### Directions
Your task is to copy every line of this material exactly.

════════════════

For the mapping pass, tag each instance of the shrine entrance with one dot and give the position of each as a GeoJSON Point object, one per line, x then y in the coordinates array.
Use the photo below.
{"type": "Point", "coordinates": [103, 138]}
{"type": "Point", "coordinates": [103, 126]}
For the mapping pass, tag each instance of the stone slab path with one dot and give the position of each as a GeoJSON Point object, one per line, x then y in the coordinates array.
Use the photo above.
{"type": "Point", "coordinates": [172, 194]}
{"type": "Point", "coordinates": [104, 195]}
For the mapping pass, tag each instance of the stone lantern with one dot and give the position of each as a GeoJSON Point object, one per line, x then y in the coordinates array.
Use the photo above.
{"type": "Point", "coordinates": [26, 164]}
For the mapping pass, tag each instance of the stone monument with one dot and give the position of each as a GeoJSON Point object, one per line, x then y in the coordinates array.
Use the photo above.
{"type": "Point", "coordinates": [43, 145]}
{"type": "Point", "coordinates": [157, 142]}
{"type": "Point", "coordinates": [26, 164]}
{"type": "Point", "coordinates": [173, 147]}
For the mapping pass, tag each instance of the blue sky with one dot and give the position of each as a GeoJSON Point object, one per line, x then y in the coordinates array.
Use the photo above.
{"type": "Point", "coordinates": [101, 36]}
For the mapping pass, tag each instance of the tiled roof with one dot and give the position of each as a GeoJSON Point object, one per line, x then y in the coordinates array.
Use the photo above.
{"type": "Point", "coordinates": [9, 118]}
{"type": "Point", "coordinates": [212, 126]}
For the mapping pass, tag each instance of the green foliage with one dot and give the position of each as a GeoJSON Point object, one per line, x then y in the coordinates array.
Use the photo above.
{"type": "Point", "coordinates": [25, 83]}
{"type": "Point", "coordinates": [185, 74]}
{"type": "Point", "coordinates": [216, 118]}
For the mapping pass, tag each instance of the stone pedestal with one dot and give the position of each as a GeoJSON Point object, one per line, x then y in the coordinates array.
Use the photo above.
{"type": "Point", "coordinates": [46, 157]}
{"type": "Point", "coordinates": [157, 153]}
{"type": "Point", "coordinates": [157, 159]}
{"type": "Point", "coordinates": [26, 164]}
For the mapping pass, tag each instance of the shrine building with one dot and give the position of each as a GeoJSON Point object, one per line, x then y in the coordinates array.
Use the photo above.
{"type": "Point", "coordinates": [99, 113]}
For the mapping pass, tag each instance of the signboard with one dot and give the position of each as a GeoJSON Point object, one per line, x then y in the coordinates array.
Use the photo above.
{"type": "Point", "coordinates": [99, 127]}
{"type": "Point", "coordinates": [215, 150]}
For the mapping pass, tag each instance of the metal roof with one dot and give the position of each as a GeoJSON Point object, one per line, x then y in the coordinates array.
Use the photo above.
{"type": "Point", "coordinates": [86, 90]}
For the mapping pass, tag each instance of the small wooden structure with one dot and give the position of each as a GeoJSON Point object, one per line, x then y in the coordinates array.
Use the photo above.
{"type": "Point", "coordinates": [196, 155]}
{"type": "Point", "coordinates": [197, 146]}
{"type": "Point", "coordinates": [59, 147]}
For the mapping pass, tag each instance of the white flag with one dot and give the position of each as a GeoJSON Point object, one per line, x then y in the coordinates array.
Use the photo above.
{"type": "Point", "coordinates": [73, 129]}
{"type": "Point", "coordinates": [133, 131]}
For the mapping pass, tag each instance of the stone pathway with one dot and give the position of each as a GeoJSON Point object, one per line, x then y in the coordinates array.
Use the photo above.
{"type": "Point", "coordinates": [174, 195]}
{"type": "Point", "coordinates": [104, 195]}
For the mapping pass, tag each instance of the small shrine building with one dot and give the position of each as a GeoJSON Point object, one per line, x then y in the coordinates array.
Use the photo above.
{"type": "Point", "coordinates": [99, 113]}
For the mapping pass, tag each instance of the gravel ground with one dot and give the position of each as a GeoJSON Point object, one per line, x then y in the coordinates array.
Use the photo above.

════════════════

### Response to this exercise
For the mapping pass, tag each instance of the shrine entrance with one dot and give the position of each as a GeoJSON Point object, one per line, x then y in the coordinates array.
Use the photo below.
{"type": "Point", "coordinates": [103, 138]}
{"type": "Point", "coordinates": [103, 126]}
For the mapping pass, tag each instance of the stone slab path with one dot and give the position of each as a GeoJSON Point object, one per line, x then y in the coordinates array.
Use the photo above.
{"type": "Point", "coordinates": [172, 194]}
{"type": "Point", "coordinates": [104, 195]}
For the mapping pass, tag each instance of the stone lantern with one dot and give the position of each as a GeoJSON Point object, one per line, x then y in the coordinates array.
Use the photo above.
{"type": "Point", "coordinates": [26, 164]}
For the mapping pass, tag each instance of the stone monument with one dot and give the position of each as a GeoJSON Point object, one per line, x then y in the coordinates array.
Use the photo above.
{"type": "Point", "coordinates": [43, 145]}
{"type": "Point", "coordinates": [157, 142]}
{"type": "Point", "coordinates": [26, 164]}
{"type": "Point", "coordinates": [173, 147]}
For the mapping pass, tag each instance of the blue sky with one dot and give the position of each as a GeoJSON Point object, one per line, x then y in the coordinates array.
Use the photo above.
{"type": "Point", "coordinates": [101, 36]}
For the mapping pass, tag each instance of the tiled roof with one dot and give the position of each as a GeoJSON Point object, one per line, x then y in the coordinates array.
Use the photo above.
{"type": "Point", "coordinates": [9, 118]}
{"type": "Point", "coordinates": [212, 126]}
For the mapping pass, tag each instance of the green foliage with one dot and give the position of each as a GeoJSON Point object, one per line, x then y in the coordinates array.
Use the photo above.
{"type": "Point", "coordinates": [25, 83]}
{"type": "Point", "coordinates": [185, 74]}
{"type": "Point", "coordinates": [216, 118]}
For the mapping pass, tag each instance of the stone pedestal with one dot and give the position of each as a GeoJSON Point object, one per line, x then y in the coordinates array.
Use the photo above.
{"type": "Point", "coordinates": [46, 157]}
{"type": "Point", "coordinates": [157, 153]}
{"type": "Point", "coordinates": [157, 159]}
{"type": "Point", "coordinates": [26, 164]}
For the mapping pass, tag each instance of the shrine building with one dot and give the position of each as a GeoJSON Point object, one per line, x then y in the coordinates array.
Use the photo above.
{"type": "Point", "coordinates": [99, 113]}
For the mapping pass, tag each instance of the signboard with one dot and give the position of each as a GeoJSON Point object, one per line, x then y in the coordinates array.
Use the photo above.
{"type": "Point", "coordinates": [99, 127]}
{"type": "Point", "coordinates": [215, 150]}
For the mapping pass, tag each instance of the metal roof with one dot and give the position of each as a GeoJSON Point object, one per line, x then y in the coordinates array.
Use the photo above.
{"type": "Point", "coordinates": [86, 90]}
For the mapping pass, tag each instance of the small wooden structure with one dot and give the position of each as a GeoJSON Point object, one per line, x then y in the coordinates array.
Use the photo above.
{"type": "Point", "coordinates": [196, 155]}
{"type": "Point", "coordinates": [197, 146]}
{"type": "Point", "coordinates": [59, 147]}
For the mapping pass, tag each instance of the white flag with one dot and give the position of each as a GeoJSON Point object, one per line, x then y in the coordinates array.
Use the photo above.
{"type": "Point", "coordinates": [73, 129]}
{"type": "Point", "coordinates": [133, 131]}
For the mapping pass, tag each instance of the stone pathway with one dot and give the position of each as a GeoJSON Point object, one per line, x then y in the coordinates array.
Use the photo above.
{"type": "Point", "coordinates": [174, 195]}
{"type": "Point", "coordinates": [104, 195]}
For the mapping pass, tag each instance of the small shrine building with one dot and give the position of each as a GeoJSON Point object, one per line, x then y in the coordinates array.
Use the photo above.
{"type": "Point", "coordinates": [99, 113]}
For the mapping pass, tag each instance of the gravel ground with one dot and give the position of each as a GeoJSON Point object, one per line, x then y in the coordinates array.
Use the photo above.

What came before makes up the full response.